# Source start

In [1]:
from selenium import webdriver
from selenium.webdriver.chrome.service import Service
from selenium.webdriver.common.by import By
from bs4 import BeautifulSoup
import pandas as pd
import time
import re
from urllib.parse import quote_plus

# Setup Chrome WebDriver
options = webdriver.ChromeOptions()
options.add_argument('--headless')  # comment out if you want to see browser
options.add_argument('--disable-gpu')
driver = webdriver.Chrome(options=options)

# States to scrape
states = ["andhra pradesh", "telangana", "karnataka","tamil nadu", "maharashtra",
    "kerala", "gujarat", "madhya pradesh", "rajasthan", "uttar pradesh",
    "punjab", "haryana", "bihar", "odisha", "chhattisgarh", "jharkhand",
    "uttarakhand", "himachal pradesh", "delhi", "west bengal"]

# Data list
all_car_data = []

for state in states:
    url = f"https://www.cardekho.com/used-cars+in+{quote_plus(state)}"
    driver.get(url)
    time.sleep(4)

    soup = BeautifulSoup(driver.page_source, "html.parser")
    car_cards = soup.find_all("div", class_="NewUcExCard posR")

    for card in car_cards:
        car_data = {}

        # Car Name
        name_tag = card.find("h3", class_="title")
        name_text = name_tag.get_text(strip=True) if name_tag else "N/A"

# Source end

- Direction -
Reproduce the Selenium scraping code above in full, character for character.

# Stored data start

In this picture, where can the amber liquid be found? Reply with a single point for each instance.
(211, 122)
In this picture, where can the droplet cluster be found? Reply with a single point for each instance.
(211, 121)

# Stored data end

- Expected output -
In [1]:
from selenium import webdriver
from selenium.webdriver.chrome.service import Service
from selenium.webdriver.common.by import By
from bs4 import BeautifulSoup
import pandas as pd
import time
import re
from urllib.parse import quote_plus

# Setup Chrome WebDriver
options = webdriver.ChromeOptions()
options.add_argument('--headless')  # comment out if you want to see browser
options.add_argument('--disable-gpu')
driver = webdriver.Chrome(options=options)

# States to scrape
states = ["andhra pradesh", "telangana", "karnataka","tamil nadu", "maharashtra",
    "kerala", "gujarat", "madhya pradesh", "rajasthan", "uttar pradesh",
    "punjab", "haryana", "bihar", "odisha", "chhattisgarh", "jharkhand",
    "uttarakhand", "himachal pradesh", "delhi", "west bengal"]

# Data list
all_car_data = []

for state in states:
    url = f"https://www.cardekho.com/used-cars+in+{quote_plus(state)}"
    driver.get(url)
    time.sleep(4)

    soup = BeautifulSoup(driver.page_source, "html.parser")
    car_cards = soup.find_all("div", class_="NewUcExCard posR")

    for card in car_cards:
        car_data = {}

        # Car Name
        name_tag = card.find("h3", class_="title")
        name_text = name_tag.get_text(strip=True) if name_tag else "N/A"